• [EXERCISE]: Write out the material below word for word, starting at the line containing "For the benchmark, point to the black" and continuing through its end, with both ends included.

● ● ●

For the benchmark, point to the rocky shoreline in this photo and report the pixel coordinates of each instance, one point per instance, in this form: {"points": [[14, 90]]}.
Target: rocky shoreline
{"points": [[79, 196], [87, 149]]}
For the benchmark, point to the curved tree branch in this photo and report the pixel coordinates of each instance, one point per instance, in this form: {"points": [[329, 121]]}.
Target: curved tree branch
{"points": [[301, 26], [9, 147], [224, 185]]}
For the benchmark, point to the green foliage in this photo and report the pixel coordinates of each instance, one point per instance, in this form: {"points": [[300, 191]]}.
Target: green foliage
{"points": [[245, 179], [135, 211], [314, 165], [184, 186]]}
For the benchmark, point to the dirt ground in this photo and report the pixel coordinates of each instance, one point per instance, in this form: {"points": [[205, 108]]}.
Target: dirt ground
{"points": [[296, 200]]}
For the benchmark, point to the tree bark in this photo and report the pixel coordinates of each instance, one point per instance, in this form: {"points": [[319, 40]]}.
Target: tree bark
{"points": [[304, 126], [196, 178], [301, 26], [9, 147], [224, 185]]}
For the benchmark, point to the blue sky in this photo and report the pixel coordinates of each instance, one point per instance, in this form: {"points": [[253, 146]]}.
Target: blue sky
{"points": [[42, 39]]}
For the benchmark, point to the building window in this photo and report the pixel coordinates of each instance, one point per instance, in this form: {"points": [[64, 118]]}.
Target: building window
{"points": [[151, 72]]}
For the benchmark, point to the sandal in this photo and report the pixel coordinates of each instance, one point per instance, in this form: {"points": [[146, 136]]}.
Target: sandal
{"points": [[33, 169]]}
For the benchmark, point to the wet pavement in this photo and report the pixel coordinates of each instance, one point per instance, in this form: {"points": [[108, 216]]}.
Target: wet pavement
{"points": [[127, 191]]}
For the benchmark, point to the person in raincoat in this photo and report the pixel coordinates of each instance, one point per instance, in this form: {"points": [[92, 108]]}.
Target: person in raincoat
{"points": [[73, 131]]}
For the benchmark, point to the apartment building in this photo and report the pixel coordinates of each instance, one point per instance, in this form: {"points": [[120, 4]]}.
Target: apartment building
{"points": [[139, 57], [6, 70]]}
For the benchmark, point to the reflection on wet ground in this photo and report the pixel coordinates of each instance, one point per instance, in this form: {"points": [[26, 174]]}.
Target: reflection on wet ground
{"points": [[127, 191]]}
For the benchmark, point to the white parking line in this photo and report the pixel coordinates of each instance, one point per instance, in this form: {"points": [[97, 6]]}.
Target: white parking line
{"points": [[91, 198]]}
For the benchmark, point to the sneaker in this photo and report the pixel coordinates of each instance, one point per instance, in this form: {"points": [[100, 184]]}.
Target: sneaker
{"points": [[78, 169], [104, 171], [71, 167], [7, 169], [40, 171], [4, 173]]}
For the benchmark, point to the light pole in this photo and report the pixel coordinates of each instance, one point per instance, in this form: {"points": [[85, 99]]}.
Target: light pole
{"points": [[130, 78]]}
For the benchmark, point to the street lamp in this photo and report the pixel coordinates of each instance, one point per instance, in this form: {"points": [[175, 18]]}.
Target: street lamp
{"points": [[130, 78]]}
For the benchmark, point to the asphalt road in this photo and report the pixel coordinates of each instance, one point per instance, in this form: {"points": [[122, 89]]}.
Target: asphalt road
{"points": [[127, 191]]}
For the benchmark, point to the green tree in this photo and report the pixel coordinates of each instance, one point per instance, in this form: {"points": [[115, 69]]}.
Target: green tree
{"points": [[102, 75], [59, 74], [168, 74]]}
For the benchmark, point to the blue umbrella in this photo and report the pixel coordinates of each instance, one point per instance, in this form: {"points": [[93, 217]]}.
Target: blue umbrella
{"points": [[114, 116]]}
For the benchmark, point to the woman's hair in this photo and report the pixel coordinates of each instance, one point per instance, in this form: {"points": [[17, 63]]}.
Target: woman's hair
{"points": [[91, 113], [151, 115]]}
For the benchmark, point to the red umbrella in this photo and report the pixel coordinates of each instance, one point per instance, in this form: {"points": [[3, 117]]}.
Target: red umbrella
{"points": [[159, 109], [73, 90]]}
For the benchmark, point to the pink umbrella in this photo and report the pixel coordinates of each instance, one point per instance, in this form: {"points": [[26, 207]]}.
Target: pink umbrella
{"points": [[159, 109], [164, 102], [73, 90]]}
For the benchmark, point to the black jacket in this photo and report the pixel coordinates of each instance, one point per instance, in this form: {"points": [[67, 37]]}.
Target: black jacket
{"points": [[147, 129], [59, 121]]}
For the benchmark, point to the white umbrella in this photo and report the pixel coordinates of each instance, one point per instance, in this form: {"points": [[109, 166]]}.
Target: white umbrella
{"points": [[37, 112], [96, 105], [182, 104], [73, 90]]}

● ● ●

• [EXPECTED ANSWER]:
For the benchmark, point to the black jacket in this photo and report the pixel coordinates of each instance, one point per instance, in this form: {"points": [[67, 37]]}.
Target: black jacket
{"points": [[147, 129], [59, 121]]}
For the benchmark, point to the white umbrella in this photo and report the pixel coordinates of each instance, one point per instance, in this form: {"points": [[109, 166]]}.
Target: white umbrella
{"points": [[37, 112], [96, 105], [182, 104], [73, 90]]}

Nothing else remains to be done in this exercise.